(Problem statement) Pick out each line in the data below that contains the string "holding" and copy those lines. Match case exactly.

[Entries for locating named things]
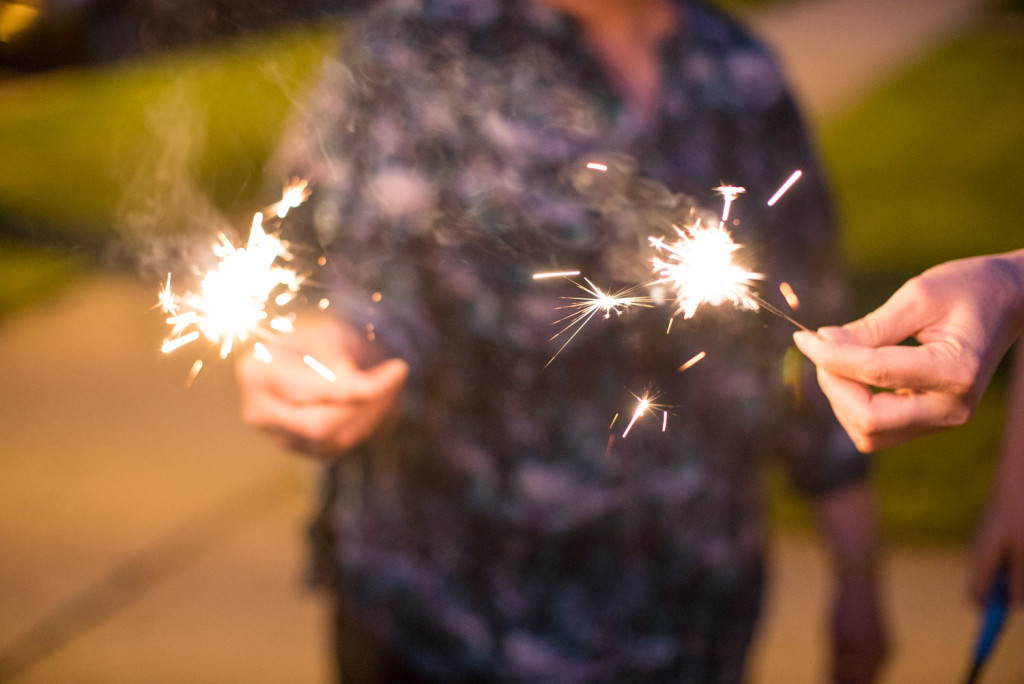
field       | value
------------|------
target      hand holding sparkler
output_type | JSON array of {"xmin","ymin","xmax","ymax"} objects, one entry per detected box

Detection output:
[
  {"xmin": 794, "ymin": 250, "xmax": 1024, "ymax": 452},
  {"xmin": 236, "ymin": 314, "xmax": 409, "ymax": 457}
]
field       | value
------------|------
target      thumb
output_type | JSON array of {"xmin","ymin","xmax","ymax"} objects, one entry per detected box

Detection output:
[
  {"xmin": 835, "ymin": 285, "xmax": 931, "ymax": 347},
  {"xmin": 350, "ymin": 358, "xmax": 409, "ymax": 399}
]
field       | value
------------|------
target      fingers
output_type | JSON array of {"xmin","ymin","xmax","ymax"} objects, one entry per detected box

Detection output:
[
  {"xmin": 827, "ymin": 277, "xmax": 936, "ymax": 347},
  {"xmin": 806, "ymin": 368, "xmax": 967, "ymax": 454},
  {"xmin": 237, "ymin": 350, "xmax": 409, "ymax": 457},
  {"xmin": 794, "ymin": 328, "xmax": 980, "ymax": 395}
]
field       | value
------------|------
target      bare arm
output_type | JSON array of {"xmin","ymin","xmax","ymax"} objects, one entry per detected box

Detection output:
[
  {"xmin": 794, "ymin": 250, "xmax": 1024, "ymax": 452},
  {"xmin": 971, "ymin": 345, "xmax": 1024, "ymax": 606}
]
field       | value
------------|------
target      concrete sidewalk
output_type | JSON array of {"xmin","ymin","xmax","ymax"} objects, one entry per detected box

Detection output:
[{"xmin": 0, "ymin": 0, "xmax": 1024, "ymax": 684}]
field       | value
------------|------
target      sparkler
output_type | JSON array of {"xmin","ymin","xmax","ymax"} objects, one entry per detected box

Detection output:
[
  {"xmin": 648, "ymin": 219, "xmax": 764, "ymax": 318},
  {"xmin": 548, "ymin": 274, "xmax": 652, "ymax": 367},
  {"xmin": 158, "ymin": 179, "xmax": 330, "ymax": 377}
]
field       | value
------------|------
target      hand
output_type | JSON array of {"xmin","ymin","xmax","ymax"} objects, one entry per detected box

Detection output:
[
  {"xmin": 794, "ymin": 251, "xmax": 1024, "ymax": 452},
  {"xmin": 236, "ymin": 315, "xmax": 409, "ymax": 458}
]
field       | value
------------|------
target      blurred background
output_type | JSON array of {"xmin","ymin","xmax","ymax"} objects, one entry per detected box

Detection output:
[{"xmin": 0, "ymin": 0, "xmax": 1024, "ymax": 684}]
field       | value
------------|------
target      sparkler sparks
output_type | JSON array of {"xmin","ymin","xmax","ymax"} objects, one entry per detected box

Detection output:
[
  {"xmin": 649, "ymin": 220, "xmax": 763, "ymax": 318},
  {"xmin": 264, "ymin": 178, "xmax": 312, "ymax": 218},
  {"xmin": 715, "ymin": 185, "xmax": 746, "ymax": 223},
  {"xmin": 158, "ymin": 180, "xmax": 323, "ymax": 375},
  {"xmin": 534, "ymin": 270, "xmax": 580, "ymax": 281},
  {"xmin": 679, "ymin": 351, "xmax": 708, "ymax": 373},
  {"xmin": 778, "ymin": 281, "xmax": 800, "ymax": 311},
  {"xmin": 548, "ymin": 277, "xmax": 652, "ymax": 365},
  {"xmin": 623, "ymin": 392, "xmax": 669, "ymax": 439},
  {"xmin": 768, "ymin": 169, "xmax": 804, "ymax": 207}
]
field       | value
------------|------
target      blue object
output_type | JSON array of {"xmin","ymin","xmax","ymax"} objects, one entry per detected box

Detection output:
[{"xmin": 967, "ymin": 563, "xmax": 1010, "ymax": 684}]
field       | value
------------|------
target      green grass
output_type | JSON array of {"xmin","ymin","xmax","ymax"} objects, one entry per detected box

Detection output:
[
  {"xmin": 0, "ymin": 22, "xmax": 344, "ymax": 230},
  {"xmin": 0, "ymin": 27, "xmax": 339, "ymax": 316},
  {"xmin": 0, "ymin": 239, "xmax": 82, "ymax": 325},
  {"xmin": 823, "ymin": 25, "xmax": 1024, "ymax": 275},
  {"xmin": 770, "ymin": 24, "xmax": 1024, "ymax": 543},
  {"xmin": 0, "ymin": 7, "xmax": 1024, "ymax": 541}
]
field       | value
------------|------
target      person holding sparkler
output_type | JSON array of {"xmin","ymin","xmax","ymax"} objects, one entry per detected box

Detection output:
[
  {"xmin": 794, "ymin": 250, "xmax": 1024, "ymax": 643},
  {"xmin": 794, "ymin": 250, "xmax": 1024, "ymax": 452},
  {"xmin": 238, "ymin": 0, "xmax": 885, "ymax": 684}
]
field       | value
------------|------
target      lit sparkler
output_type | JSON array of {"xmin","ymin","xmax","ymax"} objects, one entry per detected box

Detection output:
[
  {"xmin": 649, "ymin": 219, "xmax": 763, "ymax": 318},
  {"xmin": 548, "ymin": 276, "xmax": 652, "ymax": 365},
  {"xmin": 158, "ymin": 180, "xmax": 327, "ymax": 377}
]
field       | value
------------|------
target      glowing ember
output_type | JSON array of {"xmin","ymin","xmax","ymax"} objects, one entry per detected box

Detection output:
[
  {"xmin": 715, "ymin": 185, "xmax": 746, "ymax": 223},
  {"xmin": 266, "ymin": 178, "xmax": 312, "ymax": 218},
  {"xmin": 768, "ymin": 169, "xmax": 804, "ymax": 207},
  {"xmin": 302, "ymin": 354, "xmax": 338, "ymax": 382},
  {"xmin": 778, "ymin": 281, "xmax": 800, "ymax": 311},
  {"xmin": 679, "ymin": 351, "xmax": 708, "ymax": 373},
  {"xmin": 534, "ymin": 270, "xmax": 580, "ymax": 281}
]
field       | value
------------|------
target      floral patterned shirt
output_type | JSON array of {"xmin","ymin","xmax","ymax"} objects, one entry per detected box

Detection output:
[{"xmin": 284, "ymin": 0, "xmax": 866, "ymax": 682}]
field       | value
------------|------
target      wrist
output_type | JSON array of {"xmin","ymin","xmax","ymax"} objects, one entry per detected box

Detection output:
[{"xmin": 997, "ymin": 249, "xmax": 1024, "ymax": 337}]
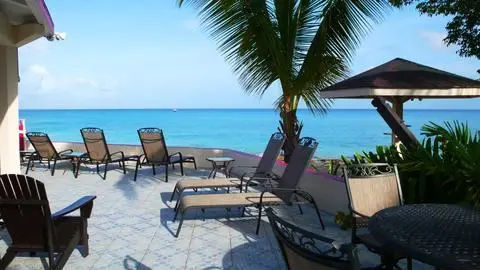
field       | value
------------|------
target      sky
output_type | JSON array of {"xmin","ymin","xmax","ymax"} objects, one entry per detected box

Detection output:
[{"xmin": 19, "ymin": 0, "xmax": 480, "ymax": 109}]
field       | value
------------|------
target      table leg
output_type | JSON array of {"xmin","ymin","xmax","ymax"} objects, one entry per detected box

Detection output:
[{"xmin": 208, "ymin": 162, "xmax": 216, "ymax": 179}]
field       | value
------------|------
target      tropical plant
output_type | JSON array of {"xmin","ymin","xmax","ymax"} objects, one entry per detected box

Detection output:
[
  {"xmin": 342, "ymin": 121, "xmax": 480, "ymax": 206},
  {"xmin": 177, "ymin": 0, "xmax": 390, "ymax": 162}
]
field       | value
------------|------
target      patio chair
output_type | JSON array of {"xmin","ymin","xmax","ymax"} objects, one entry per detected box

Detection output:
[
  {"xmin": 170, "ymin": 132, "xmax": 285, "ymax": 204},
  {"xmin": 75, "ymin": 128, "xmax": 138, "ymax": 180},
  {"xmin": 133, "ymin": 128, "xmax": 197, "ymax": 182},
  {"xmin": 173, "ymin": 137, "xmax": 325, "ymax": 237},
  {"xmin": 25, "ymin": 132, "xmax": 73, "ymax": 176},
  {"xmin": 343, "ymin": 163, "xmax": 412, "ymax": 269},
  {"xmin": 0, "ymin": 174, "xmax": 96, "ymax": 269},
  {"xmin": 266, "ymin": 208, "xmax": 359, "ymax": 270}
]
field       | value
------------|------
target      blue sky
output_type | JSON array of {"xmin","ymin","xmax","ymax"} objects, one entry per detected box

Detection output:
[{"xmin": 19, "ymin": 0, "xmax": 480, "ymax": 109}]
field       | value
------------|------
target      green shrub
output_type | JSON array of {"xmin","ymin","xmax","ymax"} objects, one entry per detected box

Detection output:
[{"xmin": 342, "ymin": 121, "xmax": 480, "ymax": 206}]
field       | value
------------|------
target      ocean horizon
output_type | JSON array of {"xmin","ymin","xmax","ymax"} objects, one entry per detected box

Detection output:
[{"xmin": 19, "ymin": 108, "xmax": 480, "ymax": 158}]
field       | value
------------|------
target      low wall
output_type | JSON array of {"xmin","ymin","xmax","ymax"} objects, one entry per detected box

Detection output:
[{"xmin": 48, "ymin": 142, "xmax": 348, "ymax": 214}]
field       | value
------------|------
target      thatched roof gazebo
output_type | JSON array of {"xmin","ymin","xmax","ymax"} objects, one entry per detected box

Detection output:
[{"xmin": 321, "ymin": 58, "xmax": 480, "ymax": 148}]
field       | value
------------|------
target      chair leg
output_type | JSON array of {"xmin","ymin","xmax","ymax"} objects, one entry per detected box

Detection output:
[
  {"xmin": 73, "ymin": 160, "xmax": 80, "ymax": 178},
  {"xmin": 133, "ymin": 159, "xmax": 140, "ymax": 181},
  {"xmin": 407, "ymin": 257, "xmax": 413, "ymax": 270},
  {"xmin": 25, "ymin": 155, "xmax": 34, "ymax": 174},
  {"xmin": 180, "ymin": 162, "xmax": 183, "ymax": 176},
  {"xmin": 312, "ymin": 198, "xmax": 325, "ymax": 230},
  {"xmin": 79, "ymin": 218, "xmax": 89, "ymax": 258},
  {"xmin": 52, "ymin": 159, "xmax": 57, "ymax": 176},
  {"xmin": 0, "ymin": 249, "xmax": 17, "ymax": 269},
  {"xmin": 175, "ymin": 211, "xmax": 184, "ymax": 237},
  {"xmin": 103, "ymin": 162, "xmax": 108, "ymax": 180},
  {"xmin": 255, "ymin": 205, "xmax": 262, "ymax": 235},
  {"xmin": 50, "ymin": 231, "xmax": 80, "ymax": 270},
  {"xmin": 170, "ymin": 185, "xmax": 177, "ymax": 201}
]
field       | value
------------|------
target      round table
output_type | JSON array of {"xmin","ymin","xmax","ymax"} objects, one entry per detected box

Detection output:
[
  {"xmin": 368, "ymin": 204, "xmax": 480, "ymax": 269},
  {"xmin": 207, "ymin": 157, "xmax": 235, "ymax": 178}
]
==
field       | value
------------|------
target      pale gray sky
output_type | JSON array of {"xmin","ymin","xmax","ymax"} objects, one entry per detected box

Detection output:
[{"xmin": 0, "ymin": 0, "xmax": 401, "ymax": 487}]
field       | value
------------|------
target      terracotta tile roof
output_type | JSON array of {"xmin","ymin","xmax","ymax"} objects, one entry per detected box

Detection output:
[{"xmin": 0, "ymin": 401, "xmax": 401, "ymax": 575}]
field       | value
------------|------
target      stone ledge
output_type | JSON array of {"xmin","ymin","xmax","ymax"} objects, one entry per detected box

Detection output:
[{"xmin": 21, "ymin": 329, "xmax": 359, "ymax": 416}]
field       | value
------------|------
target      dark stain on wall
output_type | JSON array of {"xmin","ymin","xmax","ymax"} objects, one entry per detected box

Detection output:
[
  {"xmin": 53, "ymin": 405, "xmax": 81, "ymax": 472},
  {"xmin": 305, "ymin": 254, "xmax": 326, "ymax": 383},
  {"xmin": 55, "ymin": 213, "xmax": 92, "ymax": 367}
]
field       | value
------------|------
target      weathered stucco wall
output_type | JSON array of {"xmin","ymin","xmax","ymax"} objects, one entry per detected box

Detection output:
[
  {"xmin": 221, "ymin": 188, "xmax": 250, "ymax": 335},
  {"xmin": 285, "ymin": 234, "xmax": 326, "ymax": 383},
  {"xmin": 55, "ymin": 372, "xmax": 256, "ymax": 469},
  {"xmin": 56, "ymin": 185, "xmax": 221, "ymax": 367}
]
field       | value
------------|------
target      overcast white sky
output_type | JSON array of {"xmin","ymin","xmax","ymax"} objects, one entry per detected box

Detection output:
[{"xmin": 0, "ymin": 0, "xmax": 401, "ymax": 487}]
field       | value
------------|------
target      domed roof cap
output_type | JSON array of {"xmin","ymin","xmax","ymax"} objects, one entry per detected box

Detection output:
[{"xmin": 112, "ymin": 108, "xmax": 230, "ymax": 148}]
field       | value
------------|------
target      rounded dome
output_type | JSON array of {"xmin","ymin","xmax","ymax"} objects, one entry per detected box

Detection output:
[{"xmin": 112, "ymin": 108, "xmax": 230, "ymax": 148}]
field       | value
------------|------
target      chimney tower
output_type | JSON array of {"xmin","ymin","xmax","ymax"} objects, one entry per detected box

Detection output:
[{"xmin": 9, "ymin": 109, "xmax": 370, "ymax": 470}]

(Reply to the exercise)
target      hand holding sparkler
target      person holding sparkler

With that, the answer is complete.